Required task 1
Reproduce the entries verbatim, everything from the line containing "Would you mind tagging the shrub" down to the end of the entries.
::::
Barring injury in pre-season hit-outs, the Cats could have a full squad to pick from. Cam Guthrie returns in a huge boost, after the 2022 club best and fairest had his last campaign ruined by a foot injury. Jack Henry appears to be over an issue with his Lisfranc ligament, which connects bones in the middle of the foot with the toes. Exciting youngster Jhye Clark hasn’t played since his AFL debut in round nine last year but is set for a clear run into 2024.

Jhye Clark at Geelong training in November, 2023. Picture: Geelong FC

Three burning questions

Can the Cats keep ageing veterans fit and firing?
Cam Guthrie, Mitch Duncan, Mark Blicavs, Tom Hawkins and a banged-up Patrick Dangerfield all battled injury at different stages last year. That group still looks crucial to the Cats’ fortunes. They’ve had an extended pre-season because they failed to feature in September for the first time since 2015, and that extra conditioning could fall in their favour.

Can the next generation step up to keep Cats in the fight?
::::
Required task 2
According to the Geelong preview, what does the Lisfranc ligament connect?
::::
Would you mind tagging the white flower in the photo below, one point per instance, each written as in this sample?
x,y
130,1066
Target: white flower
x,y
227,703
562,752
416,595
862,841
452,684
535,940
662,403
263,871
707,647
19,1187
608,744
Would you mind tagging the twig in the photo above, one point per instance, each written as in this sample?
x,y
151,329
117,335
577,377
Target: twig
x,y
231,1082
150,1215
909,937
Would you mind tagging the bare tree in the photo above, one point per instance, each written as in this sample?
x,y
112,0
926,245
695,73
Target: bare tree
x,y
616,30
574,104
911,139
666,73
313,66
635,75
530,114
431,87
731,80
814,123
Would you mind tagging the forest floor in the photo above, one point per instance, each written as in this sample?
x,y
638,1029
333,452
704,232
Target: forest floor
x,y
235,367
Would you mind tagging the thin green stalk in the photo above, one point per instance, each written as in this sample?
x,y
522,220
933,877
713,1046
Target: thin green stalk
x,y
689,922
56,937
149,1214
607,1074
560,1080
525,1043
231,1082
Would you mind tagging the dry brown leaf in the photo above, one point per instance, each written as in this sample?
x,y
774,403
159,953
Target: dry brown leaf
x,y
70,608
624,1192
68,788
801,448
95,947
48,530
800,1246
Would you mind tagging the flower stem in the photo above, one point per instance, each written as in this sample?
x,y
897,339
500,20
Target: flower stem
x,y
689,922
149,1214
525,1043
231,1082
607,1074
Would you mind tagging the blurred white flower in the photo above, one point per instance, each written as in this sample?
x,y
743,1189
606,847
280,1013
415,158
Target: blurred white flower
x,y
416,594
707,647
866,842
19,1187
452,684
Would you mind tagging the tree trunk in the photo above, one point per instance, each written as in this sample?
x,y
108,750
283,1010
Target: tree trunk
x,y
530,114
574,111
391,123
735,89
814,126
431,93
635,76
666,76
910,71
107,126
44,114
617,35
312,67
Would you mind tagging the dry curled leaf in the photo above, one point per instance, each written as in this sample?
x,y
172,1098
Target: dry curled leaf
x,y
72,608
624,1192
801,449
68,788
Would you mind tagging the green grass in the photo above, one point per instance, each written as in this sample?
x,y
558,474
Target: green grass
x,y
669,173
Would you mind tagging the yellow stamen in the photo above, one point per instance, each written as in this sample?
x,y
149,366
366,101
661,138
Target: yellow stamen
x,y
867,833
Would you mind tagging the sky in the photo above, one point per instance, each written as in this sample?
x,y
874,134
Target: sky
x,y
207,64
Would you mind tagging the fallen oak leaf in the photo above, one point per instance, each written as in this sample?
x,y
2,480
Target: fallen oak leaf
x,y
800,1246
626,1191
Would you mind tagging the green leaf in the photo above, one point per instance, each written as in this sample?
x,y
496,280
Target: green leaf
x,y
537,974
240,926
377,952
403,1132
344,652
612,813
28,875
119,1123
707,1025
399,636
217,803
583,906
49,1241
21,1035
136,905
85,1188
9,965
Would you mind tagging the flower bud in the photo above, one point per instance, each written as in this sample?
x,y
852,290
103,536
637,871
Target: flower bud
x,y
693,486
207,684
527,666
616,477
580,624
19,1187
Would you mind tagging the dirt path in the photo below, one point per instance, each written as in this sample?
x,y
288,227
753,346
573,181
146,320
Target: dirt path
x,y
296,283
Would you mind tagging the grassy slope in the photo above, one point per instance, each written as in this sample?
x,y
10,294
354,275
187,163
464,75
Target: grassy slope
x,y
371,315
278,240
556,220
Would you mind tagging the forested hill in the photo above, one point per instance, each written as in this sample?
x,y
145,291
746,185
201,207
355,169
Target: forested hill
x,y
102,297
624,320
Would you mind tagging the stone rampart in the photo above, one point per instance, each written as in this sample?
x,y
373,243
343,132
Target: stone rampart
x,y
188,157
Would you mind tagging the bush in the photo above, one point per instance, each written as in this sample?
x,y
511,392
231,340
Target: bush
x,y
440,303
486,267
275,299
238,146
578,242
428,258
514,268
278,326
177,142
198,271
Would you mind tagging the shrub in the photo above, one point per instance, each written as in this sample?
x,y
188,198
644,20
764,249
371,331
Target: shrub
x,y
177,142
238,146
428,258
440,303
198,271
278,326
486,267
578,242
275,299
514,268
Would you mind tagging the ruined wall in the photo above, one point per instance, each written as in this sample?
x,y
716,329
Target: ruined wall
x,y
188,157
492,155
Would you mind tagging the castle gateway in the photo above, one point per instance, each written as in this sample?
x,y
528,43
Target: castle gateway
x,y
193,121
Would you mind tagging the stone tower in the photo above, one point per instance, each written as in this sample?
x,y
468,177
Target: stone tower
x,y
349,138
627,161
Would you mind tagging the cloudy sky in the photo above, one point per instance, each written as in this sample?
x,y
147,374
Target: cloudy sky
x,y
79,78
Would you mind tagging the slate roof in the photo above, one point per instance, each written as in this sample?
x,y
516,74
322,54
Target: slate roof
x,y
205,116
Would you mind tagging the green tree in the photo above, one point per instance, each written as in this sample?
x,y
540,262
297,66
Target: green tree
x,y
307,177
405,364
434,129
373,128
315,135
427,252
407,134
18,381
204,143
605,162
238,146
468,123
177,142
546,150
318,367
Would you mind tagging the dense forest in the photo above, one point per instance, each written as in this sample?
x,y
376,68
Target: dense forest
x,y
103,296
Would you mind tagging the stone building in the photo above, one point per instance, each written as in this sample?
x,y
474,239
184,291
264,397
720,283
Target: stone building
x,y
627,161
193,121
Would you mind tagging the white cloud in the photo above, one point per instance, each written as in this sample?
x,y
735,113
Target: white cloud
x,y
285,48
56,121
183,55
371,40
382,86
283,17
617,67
::::
Output 1
Would you mind tagging the shrub in the photo above, one point per instance, each written as in this sample?
x,y
188,198
644,20
764,249
371,331
Target: shrub
x,y
177,142
238,146
428,258
440,303
198,271
278,326
486,267
578,242
275,299
514,268
Would you mind tagging the ruined wall in the photo above, one point per instance, each written as in this sample?
x,y
716,329
Target: ruined wall
x,y
188,157
492,155
Would you mind tagging the castle gateway in the photo above, one point per instance, each written as in this sample?
x,y
528,43
Target: castle gateway
x,y
193,121
Would you mind tagging the stone tower in the photo above, one point per instance, each written as in this sample?
x,y
468,177
Target: stone tower
x,y
349,138
627,161
Would you mind tagging the cloudy sky in the photo above, one point per instance, each written as in this sample?
x,y
147,374
Target: cloudy sky
x,y
79,78
Would you mind tagging the slate roof in the photo above, one point per instance, each written as in this sample?
x,y
516,74
322,54
Target: slate roof
x,y
205,116
Would you mind tagging the green tree in the photo above, one point per instance, each written as in this sample?
x,y
540,262
297,66
Target: green tree
x,y
307,177
405,364
434,129
373,128
315,135
427,252
407,134
18,381
204,143
605,162
238,146
468,123
177,142
546,150
318,367
Would you mind tagging the dense forest in the photo above, one point per instance, each written as in this sample?
x,y
376,68
Target: dense forest
x,y
103,296
Would you mind tagging the stone building in the photo above, one point per instance, each written as in this sample?
x,y
474,239
184,291
264,397
720,283
Target: stone building
x,y
627,161
193,121
Would you mind tagging the white cloud in the photo above, one point per instance, each written as in this sample?
x,y
735,113
Target: white cloud
x,y
285,48
56,121
183,55
371,40
382,86
283,17
617,67

Output 2
Bones in the middle of the foot with the toes.